==== Materials provided ====
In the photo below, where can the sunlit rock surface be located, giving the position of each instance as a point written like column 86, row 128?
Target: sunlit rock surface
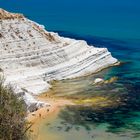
column 30, row 56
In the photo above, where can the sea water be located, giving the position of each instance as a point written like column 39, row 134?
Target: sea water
column 114, row 24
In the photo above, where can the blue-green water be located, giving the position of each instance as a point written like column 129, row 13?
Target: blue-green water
column 114, row 24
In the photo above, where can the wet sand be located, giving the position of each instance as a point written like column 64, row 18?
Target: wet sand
column 46, row 114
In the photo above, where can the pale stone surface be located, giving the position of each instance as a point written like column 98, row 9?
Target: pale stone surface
column 30, row 56
column 98, row 80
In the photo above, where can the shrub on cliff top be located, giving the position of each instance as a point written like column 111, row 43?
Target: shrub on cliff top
column 12, row 114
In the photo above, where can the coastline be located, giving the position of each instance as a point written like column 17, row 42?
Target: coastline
column 46, row 114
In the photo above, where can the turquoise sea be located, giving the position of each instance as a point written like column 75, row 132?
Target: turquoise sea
column 114, row 24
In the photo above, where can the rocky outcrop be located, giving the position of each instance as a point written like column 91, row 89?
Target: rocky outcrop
column 30, row 56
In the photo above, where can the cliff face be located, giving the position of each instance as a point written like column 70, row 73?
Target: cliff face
column 30, row 56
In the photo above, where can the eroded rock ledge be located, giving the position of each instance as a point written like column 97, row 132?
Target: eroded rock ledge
column 30, row 56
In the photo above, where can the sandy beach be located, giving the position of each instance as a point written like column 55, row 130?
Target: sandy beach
column 46, row 113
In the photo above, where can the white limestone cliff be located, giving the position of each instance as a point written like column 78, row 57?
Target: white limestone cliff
column 30, row 56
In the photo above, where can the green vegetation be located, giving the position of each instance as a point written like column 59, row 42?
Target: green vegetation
column 12, row 114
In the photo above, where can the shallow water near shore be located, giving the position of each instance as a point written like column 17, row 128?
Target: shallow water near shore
column 104, row 111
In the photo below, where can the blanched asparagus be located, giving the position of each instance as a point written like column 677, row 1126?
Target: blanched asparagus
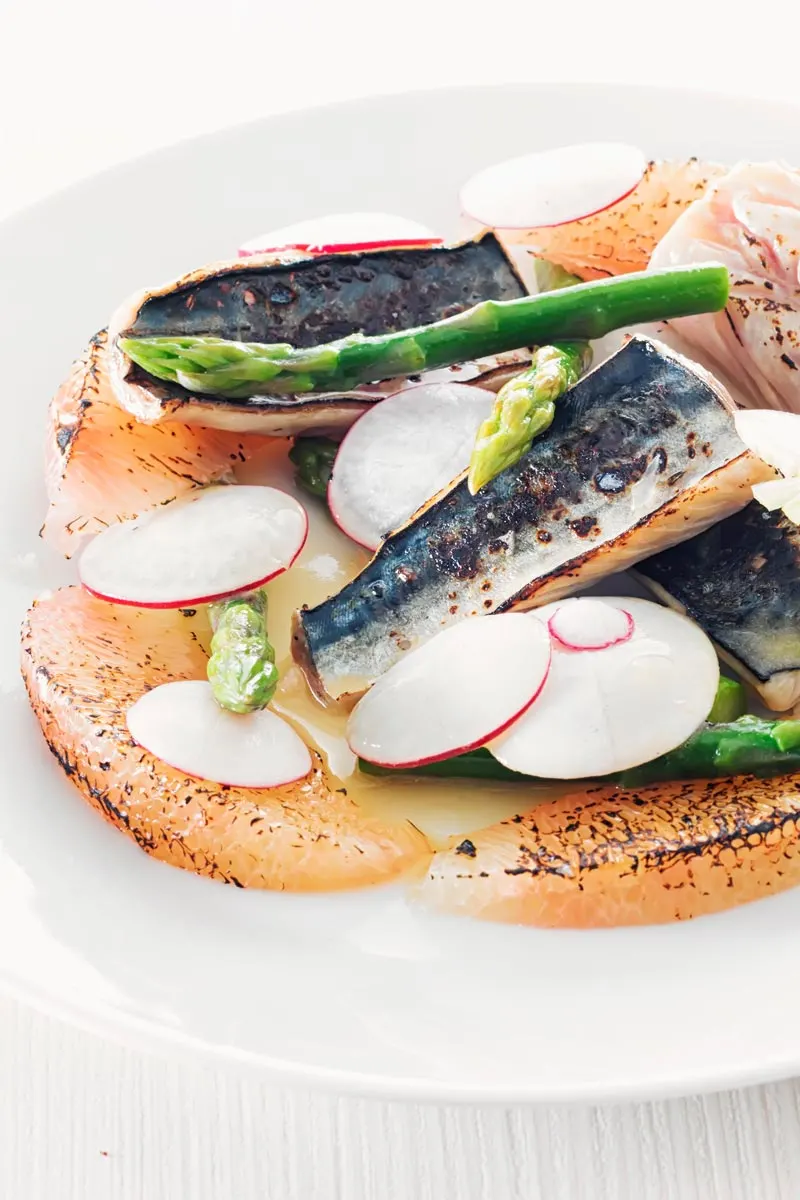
column 313, row 459
column 524, row 408
column 746, row 747
column 238, row 370
column 241, row 669
column 729, row 703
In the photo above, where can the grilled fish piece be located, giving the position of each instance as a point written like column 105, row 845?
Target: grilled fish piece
column 307, row 301
column 740, row 582
column 603, row 857
column 642, row 454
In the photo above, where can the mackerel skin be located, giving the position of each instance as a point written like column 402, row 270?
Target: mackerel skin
column 307, row 301
column 642, row 454
column 320, row 299
column 740, row 582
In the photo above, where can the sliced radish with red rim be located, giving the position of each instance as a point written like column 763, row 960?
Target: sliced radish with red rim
column 619, row 707
column 342, row 233
column 181, row 724
column 453, row 693
column 402, row 453
column 554, row 186
column 210, row 544
column 588, row 624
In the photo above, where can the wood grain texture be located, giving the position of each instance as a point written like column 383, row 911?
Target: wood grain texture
column 85, row 1120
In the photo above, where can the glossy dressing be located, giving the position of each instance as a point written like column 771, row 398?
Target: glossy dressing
column 441, row 809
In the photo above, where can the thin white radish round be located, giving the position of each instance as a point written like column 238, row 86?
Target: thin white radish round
column 340, row 232
column 182, row 724
column 210, row 544
column 590, row 625
column 453, row 693
column 773, row 436
column 619, row 707
column 554, row 186
column 402, row 453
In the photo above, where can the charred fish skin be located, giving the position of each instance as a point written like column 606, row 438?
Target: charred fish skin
column 642, row 454
column 307, row 301
column 740, row 582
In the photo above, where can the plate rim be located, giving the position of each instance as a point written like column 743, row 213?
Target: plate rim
column 145, row 1035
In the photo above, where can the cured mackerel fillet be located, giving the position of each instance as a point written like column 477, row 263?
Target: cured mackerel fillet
column 642, row 454
column 307, row 301
column 84, row 664
column 750, row 221
column 740, row 582
column 606, row 857
column 101, row 466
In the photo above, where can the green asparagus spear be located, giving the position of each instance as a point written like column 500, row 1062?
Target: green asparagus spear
column 729, row 703
column 238, row 370
column 524, row 408
column 313, row 457
column 552, row 277
column 241, row 669
column 746, row 747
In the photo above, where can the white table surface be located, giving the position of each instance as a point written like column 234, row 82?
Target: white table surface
column 88, row 83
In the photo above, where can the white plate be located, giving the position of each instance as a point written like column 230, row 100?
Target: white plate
column 352, row 991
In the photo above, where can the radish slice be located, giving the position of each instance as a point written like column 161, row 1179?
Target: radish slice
column 182, row 724
column 452, row 693
column 554, row 186
column 341, row 232
column 774, row 436
column 402, row 453
column 619, row 707
column 205, row 546
column 590, row 625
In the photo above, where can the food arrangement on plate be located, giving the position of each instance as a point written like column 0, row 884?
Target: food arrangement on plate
column 350, row 514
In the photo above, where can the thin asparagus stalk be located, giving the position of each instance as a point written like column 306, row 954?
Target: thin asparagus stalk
column 313, row 459
column 238, row 370
column 749, row 745
column 241, row 669
column 524, row 408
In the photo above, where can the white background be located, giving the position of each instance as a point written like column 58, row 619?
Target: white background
column 85, row 84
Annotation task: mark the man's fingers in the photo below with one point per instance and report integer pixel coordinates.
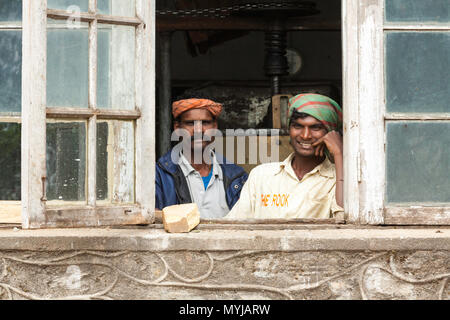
====
Problem requirements.
From the first line to the last, retype the data exactly, without images.

Answer space.
In the photo below, where can the sunlit rock surface be located, giving the position of each instance as a point written like column 86, row 128?
Target: sunlit rock surface
column 30, row 56
In the photo above, where can the sea water be located, giving the position of each instance as a point written like column 39, row 134?
Target: sea water
column 114, row 24
In the photo above, where can the blue-green water be located, giving the position of each instance as a point written like column 129, row 13?
Target: blue-green water
column 114, row 24
In the photo above, where can the wet sand be located, giving the position of each instance as a point written like column 64, row 18?
Target: wet sand
column 46, row 114
In the photo above, where can the pale stone surface be located, giving the position of each instance as a point written like column 98, row 9?
Target: pale stone surface
column 30, row 56
column 98, row 80
In the photo above, where can the shrub on cliff top be located, giving the position of each instance as a point written like column 111, row 43?
Target: shrub on cliff top
column 12, row 114
In the photo above, where can the coastline be located, giving the position of each instance as a point written like column 17, row 42?
Target: coastline
column 46, row 114
In the photo above, where can the turquoise sea be located, giving the position of each instance as a point written like column 75, row 132?
Target: turquoise sea
column 114, row 24
In the photo above, where can the rocky outcrop be located, giving the position of each instance as a point written like column 91, row 89?
Target: rocky outcrop
column 30, row 56
In the photo above, where can the cliff face be located, giving the position of each instance as a point written like column 70, row 73?
Target: cliff face
column 30, row 56
In the photo above, where can the eroded rock ledge be located, giving the position of each instance as a point written like column 97, row 132?
Target: eroded rock ledge
column 30, row 56
In the photo above, where can the sandy beach be located, giving the position of each instance as a point written like column 55, row 130?
Target: sandy beach
column 46, row 113
In the photo above, where can the white limestone cliff be located, giving the position of each instance as a point written like column 78, row 57?
Target: white limestone cliff
column 30, row 56
In the photo above, where can the green vegetation be located, giving the position of each instance as a point written like column 59, row 42?
Target: green vegetation
column 12, row 114
In the photo above, where can the shallow water near shore be located, giving the position of each instance as a point written like column 17, row 128?
Target: shallow water near shore
column 104, row 111
In the photo below, where can the blanched asparagus be located, giving the position of each instance as a point written like column 677, row 1126?
Target: blanched asparagus
column 313, row 459
column 524, row 408
column 746, row 747
column 238, row 370
column 241, row 669
column 729, row 703
In the photo above, where can the grilled fish piece be located, giving the position of each instance as a point written like column 105, row 845?
Target: grilled fish piece
column 307, row 301
column 740, row 582
column 603, row 857
column 642, row 454
In the photo above, where can the mackerel skin be located, giving the position of each instance as a point written like column 402, row 270?
Target: mackerel skin
column 307, row 301
column 642, row 454
column 320, row 299
column 740, row 582
In the photo above, where can the sliced radish with red rim be located, giving the position of each instance as a point written like column 763, row 960?
Target: sliced radish with red rim
column 619, row 707
column 342, row 233
column 181, row 724
column 453, row 693
column 402, row 453
column 554, row 186
column 210, row 544
column 588, row 624
In the photo above, where can the wood grain texture be located, giving the position of each instance as a point written like column 383, row 911?
Target: wood grain texture
column 85, row 1120
In the photo above, where can the glossy dressing be located, giving the position of each instance as a point written like column 771, row 398?
Target: glossy dressing
column 441, row 809
In the photo above, where can the thin white radish round be located, giving the position of each instance as a point written like column 238, row 86?
Target: thin white radish round
column 340, row 232
column 182, row 724
column 210, row 544
column 590, row 625
column 453, row 693
column 773, row 436
column 619, row 707
column 554, row 186
column 402, row 453
In the photo above, where can the charred fish skin be located, giving the position of each instance as a point written like column 606, row 438?
Target: charred fish skin
column 642, row 454
column 307, row 301
column 740, row 582
In the photo above, where can the plate rim be located, giving the position of each instance as a point written like column 743, row 213?
Target: plate rim
column 145, row 1035
In the photo above, where can the cured mackerel fillet be located, giving the position of each instance as a point written like column 477, row 263?
Target: cured mackerel fillet
column 642, row 454
column 307, row 301
column 84, row 664
column 750, row 221
column 740, row 582
column 606, row 857
column 101, row 466
In the photo above, where can the green asparagus spear be located, giving the position of each instance as a point written like column 500, row 1062?
Target: green asparagus spear
column 729, row 703
column 238, row 370
column 524, row 408
column 313, row 457
column 552, row 277
column 241, row 669
column 746, row 747
In the photo above, where can the white table surface be located, giving the position of each instance as a point written like column 234, row 82?
Target: white table surface
column 88, row 83
In the photo above, where can the white plate be located, giving the position of each instance as a point written like column 230, row 100?
Target: white plate
column 352, row 991
In the photo above, where can the radish slice be located, giving the position of each instance as a point written like column 161, row 1179?
Target: radish slice
column 182, row 724
column 452, row 693
column 554, row 186
column 341, row 232
column 774, row 436
column 402, row 453
column 619, row 707
column 205, row 546
column 590, row 625
In the photo above, where can the food arrangement on plate be located, giving the position of each instance as a point written like column 0, row 884?
Target: food arrangement on plate
column 350, row 514
In the photo above, where can the thin asparagus stalk be located, giving the position of each instance as a point written like column 306, row 954?
Target: thin asparagus stalk
column 313, row 459
column 238, row 370
column 749, row 745
column 241, row 669
column 524, row 408
In the photo above, where can the white background be located, giving the position of each instance as a point written like column 58, row 619?
Target: white background
column 85, row 84
Annotation task: mark the man's fingers in the photo below with one point per instance and report integer pixel coordinates.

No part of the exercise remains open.